> [PROBLEMS AND TASKS]
1/ Write out the passage of the OpenSubdiv change notes between "with this change, Eval" and "to use Evaluators.", inclusive.
2/ Extend the OpenSubdiv change notes, beginning immediately after their final sentence.

> [TEXT SEGMENT]
This change sets the minimum version to 3.2 and attempts to standardize this
across all example apps.
Also print the maximum supported GL version along with the context version
at startup.
To encapsulate endcap functions from public API, add methods to
tell the number of patch points needed (GetNumLocalPoints()) and
to compute those patch points as a result of change of basis from
the refined vertices (ComputeLocalPointValues()).
ComputeLocalPointValues takes contiguous source data of all levels
including level0 control vertices.
All examples, regression tests and tutorials directly looked into
opensubdiv source directory to grab the header files. This is somewhat
convenient during development but they can mistakenly access private
header files.
With this change, when OPENSUBDIV_INCLUDE_DIR is given to cmake,
it will be used as an include search path to build examples etc.
Otherwise it follows the same behavior as before.
Also replaces include references to the files in regression dir
to be relative, and cleanups some copy-paste patterns.
Add EvalStencils and EvalPatches API for most of CPU and GPU evaluators.
with this change, Eval API in the osd layer consists of following parts:
- Evaluators (Cpu, Omp, Tbb, Cuda, CL, GLXFB, GLCompute, D3D11Compute)
implements EvalStencils and EvalPatches(*). Both supports derivatives
(not fully implemented though)
- Interop vertex buffer classes (optional, same as before)
Note that these classes are not necessary to use Evaluators.

> [SUPPLIED INFORMATION]
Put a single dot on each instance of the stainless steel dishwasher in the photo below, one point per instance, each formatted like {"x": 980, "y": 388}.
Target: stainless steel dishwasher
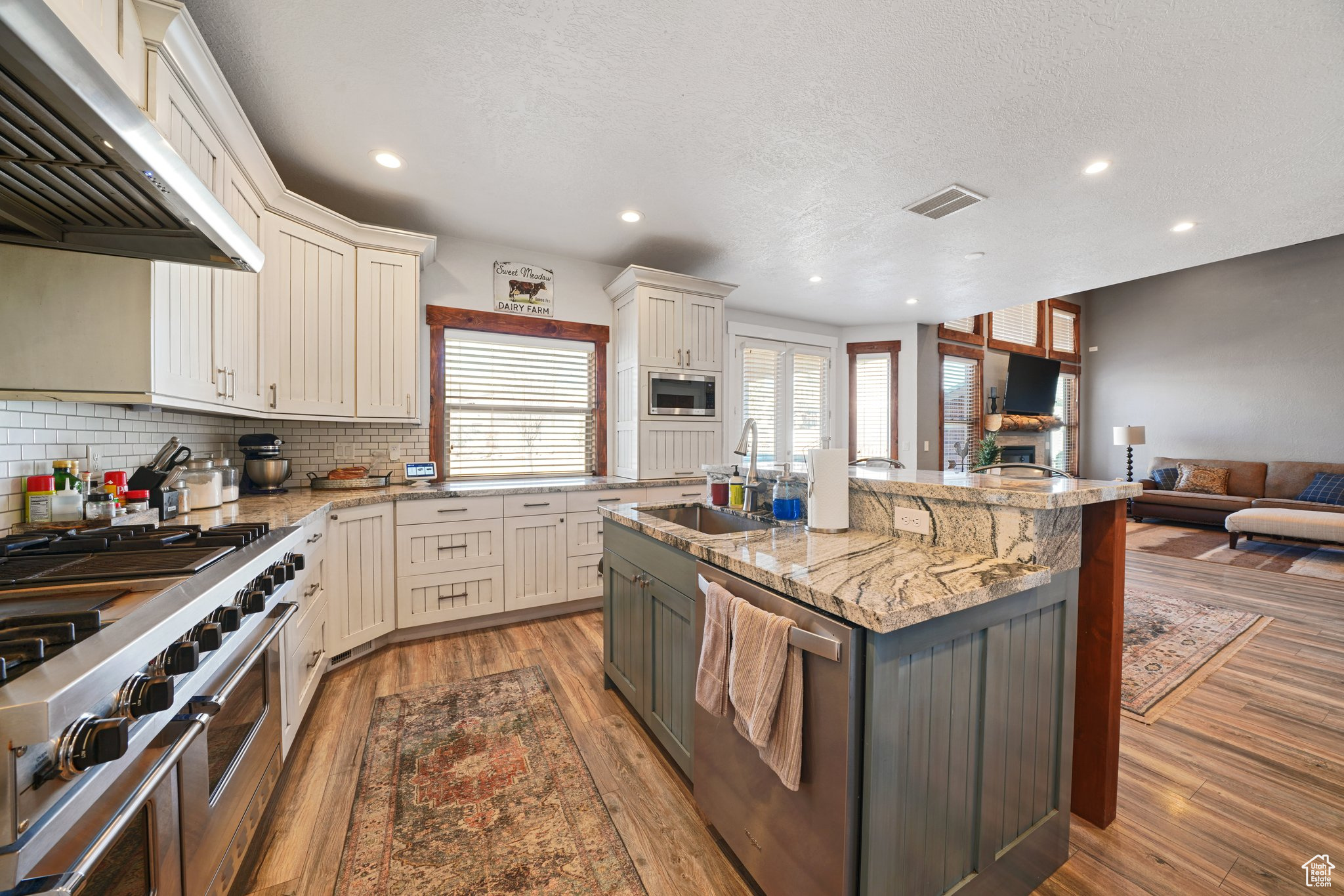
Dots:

> [EXERCISE ANSWERS]
1/
with this change, Eval API in the osd layer consists of following parts:
- Evaluators (Cpu, Omp, Tbb, Cuda, CL, GLXFB, GLCompute, D3D11Compute)
implements EvalStencils and EvalPatches(*). Both supports derivatives
(not fully implemented though)
- Interop vertex buffer classes (optional, same as before)
Note that these classes are not necessary to use Evaluators.

2/
All evaluators have EvalStencils/Patches which take device-specific
buffer objects. For example, GLXFBEvaluator can take GLuint directly
for both stencil tables and input primvars. Although using these
interop classes makes it easy to integrate osd into relatively
simple applications.
- device-dependent StencilTable and PatchTable (optional)
These are also optional, but can be used simply a substitute of
Far::StencilTable and Far::PatchTable for osd evaluators.
- PatchArray, PatchCoord, PatchParam
They are tiny structs used for GPU based patch evaluation.
(*) TODO and known issues:
- CLEvaluator and D3D11Evaluator's EvalPatches() have not been implemented.
- GPU Gregory patch evaluation has not been implemented in EvalPatches().
- CudaEvaluator::EvalPatches() is very unstable.
- All patch evaluation kernels have not been well optimized.
- Currently GLXFB kernel doesn't support derivative evaluation.
There's a technical difficulty for the multi-stream output.
- it takes number and pointer for the input PatchCoords.
- add derivative evaluations.
- enhance glEvalLimit example to see the derivative evaluation works.
In osd layer, we use GLPatchTable (D3D11PatchTable) as a
device-specific representation of FarPatchTables instead of
DrawContext. GLPatchTable may be used not only for drawing
but also for GPU eval APIs (not yet supported though.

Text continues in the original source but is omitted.